*Excerpted text:*
+ + + + +
Dec 4, 2007 at 9:48 pm

Microcredit is best tool to fight poverty

Why is 31 years of positive global experience insufficient for the World Bank to grasp the importance of using microcredit to reach and empower the very poor?
In 1976, a young economics professor named Muhammad Yunus lent less than $1 each to 42 craftspeople laboring near starvation, freeing them from perpetual debt to a moneylender so they could profit from their own hard work and care for their families.

Now, 7 million Grameen Bank borrowers and a Nobel Peace Prize later, it is even more confounding that World Bank President Robert Zoellick couldn’t agree to the primary requests that 29 members of Congress (including 3rd District Rep. John Yarmuth, D-Ky.) made in a face-to-face meeting on Oct. 3.
+ + + + +
*Material provided:*

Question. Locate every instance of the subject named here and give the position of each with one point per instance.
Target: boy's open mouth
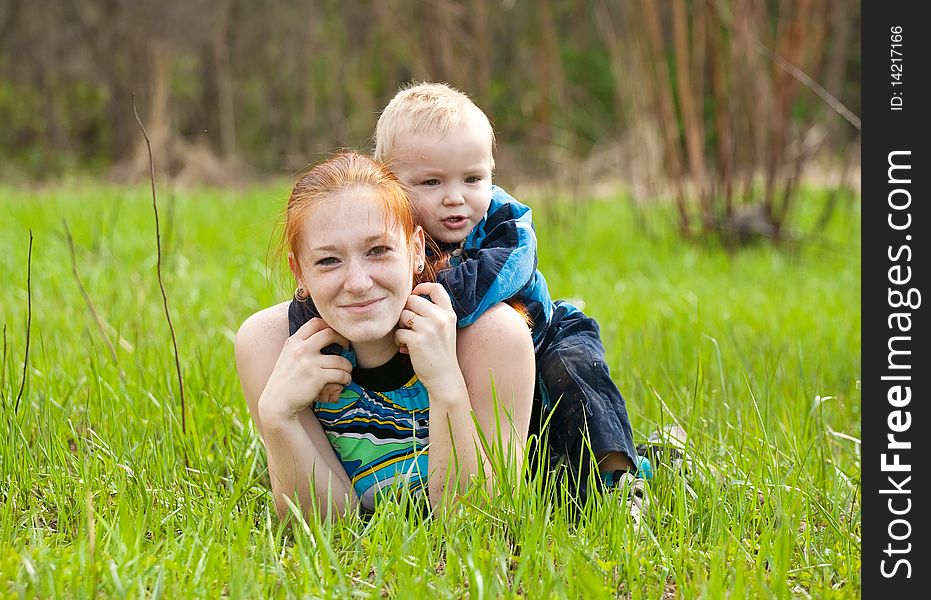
(455, 222)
+ + + + +
In the microcredit text, what did Muhammad Yunus's 1976 loans to the 42 craftspeople accomplish for them? Answer in one to three sentences.

*Exercise output:* His loans, less than $1 each, freed the craftspeople from perpetual debt to a moneylender. That let them profit from their own hard work and care for their families.